Records taken from a dataset
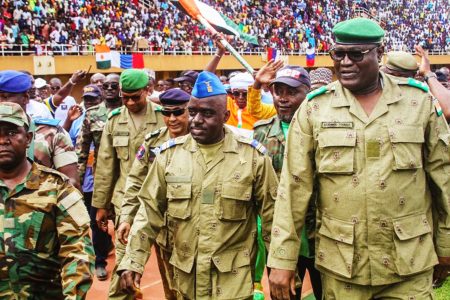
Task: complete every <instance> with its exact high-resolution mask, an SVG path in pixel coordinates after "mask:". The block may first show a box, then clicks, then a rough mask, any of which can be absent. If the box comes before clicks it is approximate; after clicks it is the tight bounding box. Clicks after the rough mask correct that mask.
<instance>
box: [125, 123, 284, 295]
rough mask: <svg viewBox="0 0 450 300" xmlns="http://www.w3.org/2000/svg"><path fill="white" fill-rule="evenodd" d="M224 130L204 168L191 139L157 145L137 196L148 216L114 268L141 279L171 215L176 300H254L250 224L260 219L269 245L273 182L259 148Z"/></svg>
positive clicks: (253, 241)
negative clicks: (133, 275) (172, 239)
mask: <svg viewBox="0 0 450 300" xmlns="http://www.w3.org/2000/svg"><path fill="white" fill-rule="evenodd" d="M225 132H226V133H225V138H224V140H223V144H222V146H221V148H220V150H218V151H217V154H216V155H215V157H214V158H213V159H212V160H211V161H210V163H206V162H205V159H204V156H203V154H202V151H201V150H200V148H199V145H198V144H197V142H196V141H195V140H194V139H193V138H192V136H191V135H186V136H183V137H178V138H175V139H172V140H169V141H168V142H166V143H164V144H163V145H161V147H159V148H160V150H161V152H160V154H158V155H157V156H156V159H155V161H154V162H153V164H152V165H151V167H150V170H149V173H148V175H147V177H146V179H145V181H144V183H143V185H142V189H141V192H140V193H139V200H140V201H142V207H143V208H144V209H143V213H144V214H145V216H146V218H144V222H139V223H137V222H135V223H134V224H133V227H132V229H131V234H130V238H129V242H128V245H127V252H126V256H125V257H124V259H123V260H122V262H121V264H120V266H119V270H132V271H135V272H138V273H141V274H142V272H143V271H144V266H145V264H146V262H147V260H148V258H149V255H150V251H149V249H150V248H151V246H152V244H153V243H154V242H155V240H156V238H157V233H158V232H159V231H160V228H161V227H162V226H163V225H164V220H165V218H166V216H170V219H169V220H170V221H169V223H168V226H169V230H173V240H174V243H173V253H172V256H171V258H170V263H171V264H172V266H173V269H174V280H173V283H174V288H175V290H176V291H177V292H178V293H179V295H180V297H183V298H187V299H248V298H251V297H252V294H253V273H254V265H255V258H256V222H255V220H256V216H257V215H261V219H262V228H263V236H264V240H265V241H266V244H267V243H268V242H269V241H270V230H271V225H272V215H273V207H274V203H275V202H274V199H275V196H276V191H277V184H278V180H277V177H276V174H275V172H274V170H273V168H272V165H271V163H270V159H269V157H268V156H266V155H263V154H262V153H261V152H264V147H263V146H262V145H261V144H260V143H258V142H257V141H251V140H248V139H245V138H242V137H237V136H235V135H234V134H232V133H231V132H230V131H229V130H228V129H225ZM267 246H268V244H267Z"/></svg>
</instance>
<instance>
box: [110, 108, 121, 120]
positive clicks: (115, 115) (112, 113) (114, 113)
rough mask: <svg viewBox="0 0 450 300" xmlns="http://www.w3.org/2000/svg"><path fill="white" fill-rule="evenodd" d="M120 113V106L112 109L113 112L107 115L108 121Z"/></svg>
mask: <svg viewBox="0 0 450 300" xmlns="http://www.w3.org/2000/svg"><path fill="white" fill-rule="evenodd" d="M121 111H122V106H121V107H118V108H116V109H113V110H112V111H111V112H110V113H109V115H108V120H109V119H111V118H112V117H114V116H117V115H119V114H120V112H121Z"/></svg>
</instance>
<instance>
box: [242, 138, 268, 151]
mask: <svg viewBox="0 0 450 300" xmlns="http://www.w3.org/2000/svg"><path fill="white" fill-rule="evenodd" d="M239 141H240V142H243V143H246V144H249V145H250V146H252V148H255V149H256V150H257V151H258V152H259V153H261V154H266V153H267V149H266V147H264V146H263V144H261V143H260V142H258V141H257V140H254V139H249V138H246V137H242V136H240V137H239Z"/></svg>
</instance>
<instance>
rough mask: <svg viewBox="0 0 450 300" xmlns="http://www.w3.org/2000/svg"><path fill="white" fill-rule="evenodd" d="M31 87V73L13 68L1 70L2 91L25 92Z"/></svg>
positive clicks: (14, 92) (9, 92)
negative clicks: (26, 72)
mask: <svg viewBox="0 0 450 300" xmlns="http://www.w3.org/2000/svg"><path fill="white" fill-rule="evenodd" d="M30 88H31V77H30V75H28V74H25V73H22V72H18V71H11V70H7V71H1V72H0V91H2V92H7V93H24V92H26V91H28V90H29V89H30Z"/></svg>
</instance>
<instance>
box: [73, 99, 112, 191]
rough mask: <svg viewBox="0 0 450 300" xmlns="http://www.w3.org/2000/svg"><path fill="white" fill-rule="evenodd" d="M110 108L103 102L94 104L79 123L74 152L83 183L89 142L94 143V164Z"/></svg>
mask: <svg viewBox="0 0 450 300" xmlns="http://www.w3.org/2000/svg"><path fill="white" fill-rule="evenodd" d="M110 111H111V110H110V109H109V108H107V107H106V104H105V102H102V103H100V104H99V105H95V106H93V107H90V108H88V109H87V110H86V115H85V116H84V120H83V125H81V130H80V134H79V135H78V138H77V145H76V153H77V155H78V170H79V172H80V179H81V181H80V182H81V184H83V180H84V174H85V172H86V164H87V162H88V158H89V152H90V149H91V144H93V145H94V166H95V162H96V160H97V155H98V149H99V148H100V140H101V138H102V133H103V128H104V127H105V123H106V120H107V119H108V114H109V113H110Z"/></svg>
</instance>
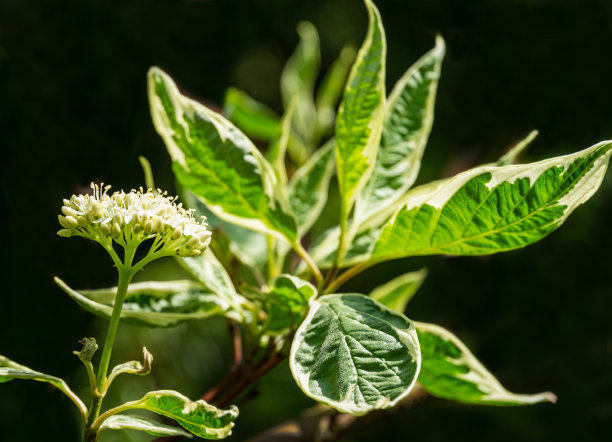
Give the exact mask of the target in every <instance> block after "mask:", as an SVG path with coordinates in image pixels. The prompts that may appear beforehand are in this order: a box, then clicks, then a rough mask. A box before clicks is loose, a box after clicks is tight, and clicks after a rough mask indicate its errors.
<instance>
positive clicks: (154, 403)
mask: <svg viewBox="0 0 612 442" xmlns="http://www.w3.org/2000/svg"><path fill="white" fill-rule="evenodd" d="M122 408H124V409H142V410H149V411H152V412H153V413H157V414H159V415H161V416H166V417H169V418H170V419H173V420H175V421H176V422H178V423H179V424H180V425H181V426H182V427H183V428H185V429H186V430H188V431H190V432H191V433H192V434H194V435H196V436H198V437H202V438H204V439H214V440H218V439H223V438H226V437H227V436H229V435H230V434H232V427H233V426H234V420H236V418H237V417H238V408H236V406H234V405H232V406H231V407H230V409H229V410H220V409H218V408H216V407H214V406H212V405H209V404H207V403H206V402H204V401H203V400H199V401H191V400H189V399H188V398H187V397H185V396H183V395H182V394H180V393H177V392H176V391H172V390H158V391H150V392H148V393H147V394H145V395H144V397H143V398H142V399H140V400H138V401H133V402H126V403H125V404H123V405H122Z"/></svg>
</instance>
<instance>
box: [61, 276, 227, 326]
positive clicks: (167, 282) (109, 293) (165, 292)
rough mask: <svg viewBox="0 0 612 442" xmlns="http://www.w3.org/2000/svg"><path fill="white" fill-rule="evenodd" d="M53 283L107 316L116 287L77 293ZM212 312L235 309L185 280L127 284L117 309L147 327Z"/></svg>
mask: <svg viewBox="0 0 612 442" xmlns="http://www.w3.org/2000/svg"><path fill="white" fill-rule="evenodd" d="M55 283H56V284H57V285H58V286H59V287H60V288H61V289H62V290H64V292H66V294H67V295H68V296H70V297H71V298H72V299H74V300H75V301H76V302H77V303H78V304H79V305H80V306H81V307H83V308H84V309H85V310H87V311H88V312H90V313H93V314H94V315H97V316H101V317H103V318H106V319H109V318H110V317H111V315H112V312H113V303H114V299H115V293H116V291H117V289H116V287H111V288H108V289H100V290H83V291H82V292H81V293H79V292H77V291H75V290H73V289H71V288H70V287H69V286H68V285H67V284H66V283H65V282H64V281H62V280H61V279H59V278H57V277H56V278H55ZM215 315H226V316H230V317H233V316H234V315H235V312H234V311H233V310H231V309H230V305H229V304H228V302H227V300H226V299H224V298H222V297H219V296H218V295H215V294H213V293H207V292H205V291H204V290H203V289H202V287H201V286H200V285H199V284H197V283H196V282H194V281H189V280H185V281H150V282H144V283H134V284H131V285H130V287H129V289H128V294H127V298H126V300H125V303H124V304H123V309H122V310H121V320H122V321H123V322H125V323H128V324H133V325H141V326H142V325H144V326H149V327H171V326H174V325H176V324H178V323H180V322H183V321H189V320H193V319H204V318H209V317H211V316H215Z"/></svg>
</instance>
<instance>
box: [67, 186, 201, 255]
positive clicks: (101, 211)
mask: <svg viewBox="0 0 612 442" xmlns="http://www.w3.org/2000/svg"><path fill="white" fill-rule="evenodd" d="M91 188H92V190H93V193H92V195H73V196H72V197H71V198H70V200H67V199H65V200H64V206H63V207H62V215H59V217H58V218H59V223H60V224H61V226H62V227H63V229H62V230H60V231H59V232H57V233H58V235H60V236H64V237H70V236H73V235H77V236H83V237H86V238H90V239H93V240H95V241H98V242H101V243H105V244H106V243H110V242H111V241H113V240H114V241H115V242H117V243H119V244H121V245H122V246H124V247H126V246H135V247H137V246H138V244H140V243H141V242H143V241H145V240H148V239H154V242H153V247H152V249H155V251H160V250H163V251H165V252H168V253H173V254H177V255H179V256H197V255H199V254H200V253H202V252H203V251H204V250H205V249H206V247H208V244H209V243H210V237H211V232H210V231H209V230H208V229H207V224H206V222H205V220H206V218H205V217H202V221H201V222H198V221H196V220H195V218H194V217H193V212H194V211H193V210H185V209H184V208H183V207H182V205H181V204H176V199H177V197H169V196H167V192H163V193H162V192H161V190H158V191H157V192H155V191H153V190H152V189H148V190H147V191H146V192H145V191H143V189H142V188H140V190H138V191H136V190H131V191H130V192H129V193H125V192H123V191H120V192H115V193H113V194H112V195H109V194H108V190H109V189H110V186H105V187H103V185H100V186H98V185H97V184H94V183H91Z"/></svg>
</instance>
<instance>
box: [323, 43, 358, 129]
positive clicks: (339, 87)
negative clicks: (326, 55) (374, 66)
mask: <svg viewBox="0 0 612 442" xmlns="http://www.w3.org/2000/svg"><path fill="white" fill-rule="evenodd" d="M356 53H357V51H356V50H355V48H354V47H352V46H344V47H343V48H342V50H341V51H340V55H339V56H338V58H337V59H336V61H334V63H333V64H332V65H331V67H330V68H329V70H328V71H327V73H326V74H325V76H324V77H323V79H322V80H321V85H320V86H319V88H318V89H317V95H316V99H315V105H316V108H317V120H318V126H319V132H320V135H324V134H325V133H327V132H328V131H330V130H331V129H332V128H333V125H334V122H335V118H336V105H337V104H338V100H340V96H341V95H342V90H343V88H344V85H345V84H346V78H347V77H348V74H349V71H350V69H351V65H352V64H353V61H355V55H356Z"/></svg>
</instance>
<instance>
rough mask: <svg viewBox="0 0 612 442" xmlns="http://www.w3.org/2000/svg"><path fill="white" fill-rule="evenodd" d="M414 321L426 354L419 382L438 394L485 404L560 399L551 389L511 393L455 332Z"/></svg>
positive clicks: (536, 402)
mask: <svg viewBox="0 0 612 442" xmlns="http://www.w3.org/2000/svg"><path fill="white" fill-rule="evenodd" d="M414 324H415V326H416V329H417V334H418V336H419V343H420V344H421V355H422V358H423V360H422V364H421V372H420V374H419V383H421V384H422V385H423V388H425V390H427V391H428V392H429V393H431V394H433V395H434V396H438V397H442V398H445V399H451V400H455V401H459V402H465V403H468V404H482V405H529V404H535V403H537V402H555V401H556V400H557V398H556V396H555V395H554V394H552V393H550V392H545V393H539V394H532V395H527V394H515V393H510V392H509V391H508V390H506V389H505V388H504V387H503V386H502V385H501V384H500V383H499V381H498V380H497V379H495V377H494V376H493V375H492V374H491V373H490V372H489V371H488V370H487V369H486V368H485V367H484V366H483V365H482V364H481V363H480V362H479V361H478V360H477V359H476V357H475V356H474V355H473V354H472V353H471V352H470V350H468V348H467V347H466V346H465V344H464V343H463V342H461V341H460V340H459V339H458V338H457V337H456V336H455V335H453V334H452V333H451V332H449V331H448V330H445V329H443V328H442V327H439V326H437V325H434V324H427V323H423V322H415V323H414Z"/></svg>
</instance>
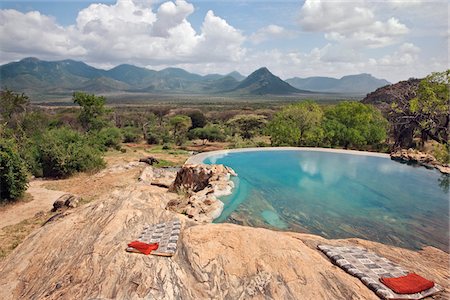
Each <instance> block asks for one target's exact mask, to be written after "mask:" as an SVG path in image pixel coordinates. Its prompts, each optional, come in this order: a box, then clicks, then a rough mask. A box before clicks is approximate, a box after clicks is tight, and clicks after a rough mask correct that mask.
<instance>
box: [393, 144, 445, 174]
mask: <svg viewBox="0 0 450 300" xmlns="http://www.w3.org/2000/svg"><path fill="white" fill-rule="evenodd" d="M391 159H393V160H397V161H403V162H411V163H417V164H420V165H423V166H425V167H428V168H436V169H438V170H439V171H441V173H443V174H450V166H449V165H443V164H441V163H440V162H439V161H437V160H436V158H435V157H434V156H433V155H431V154H428V153H423V152H420V151H417V150H414V149H408V150H406V149H401V150H398V151H395V152H392V153H391Z"/></svg>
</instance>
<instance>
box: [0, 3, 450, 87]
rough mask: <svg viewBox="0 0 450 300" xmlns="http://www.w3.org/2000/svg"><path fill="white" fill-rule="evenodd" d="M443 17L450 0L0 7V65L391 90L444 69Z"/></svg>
mask: <svg viewBox="0 0 450 300" xmlns="http://www.w3.org/2000/svg"><path fill="white" fill-rule="evenodd" d="M449 11H450V3H449V0H433V1H430V0H428V1H424V0H400V1H399V0H379V1H374V0H372V1H366V0H350V1H341V0H334V1H332V0H306V1H284V0H279V1H273V0H272V1H269V0H259V1H257V0H214V1H213V0H210V1H207V0H196V1H185V0H175V1H157V0H108V1H88V0H79V1H74V0H71V1H69V0H59V1H56V0H47V1H26V0H16V1H2V0H0V63H1V64H4V63H8V62H11V61H18V60H20V59H22V58H25V57H30V56H32V57H37V58H39V59H42V60H52V61H53V60H63V59H74V60H80V61H83V62H85V63H88V64H90V65H93V66H95V67H99V68H104V69H109V68H112V67H114V66H117V65H119V64H123V63H127V64H133V65H136V66H141V67H146V68H149V69H154V70H160V69H163V68H166V67H180V68H183V69H185V70H187V71H190V72H193V73H198V74H203V75H205V74H212V73H218V74H227V73H229V72H232V71H238V72H240V73H241V74H243V75H248V74H250V73H251V72H253V71H254V70H256V69H258V68H260V67H263V66H265V67H267V68H268V69H269V70H270V71H271V72H272V73H274V74H275V75H277V76H280V77H281V78H283V79H287V78H292V77H301V78H304V77H310V76H328V77H336V78H340V77H342V76H345V75H351V74H360V73H370V74H372V75H373V76H375V77H377V78H383V79H387V80H389V81H391V82H397V81H400V80H406V79H408V78H411V77H416V78H421V77H424V76H426V75H427V74H429V73H431V72H434V71H443V70H445V69H448V68H450V66H449V38H450V30H449Z"/></svg>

> _Job_
Extract verbatim the lines from the start of the records through the line containing "130L204 168L191 139L157", both ends included, and leave the picture out of the answer.

> _Exercise output_
Task: complete every <instance> with its exact high-resolution mask, an SVG path in pixel coordinates after "mask:". The block may first show a box, then clicks, then a rough mask, any of which can be absent. If the box comes before clicks it is approximate; after clicks it is the tight bounding box. Clicks after the rough mask correct that mask.
<instance>
box: [125, 123, 284, 295]
rough mask: <svg viewBox="0 0 450 300" xmlns="http://www.w3.org/2000/svg"><path fill="white" fill-rule="evenodd" d="M224 130L204 168L191 139L157 145L137 196L148 216L114 268L141 279L171 215L176 300H254L250 224L260 219L269 245L273 182L259 148Z"/></svg>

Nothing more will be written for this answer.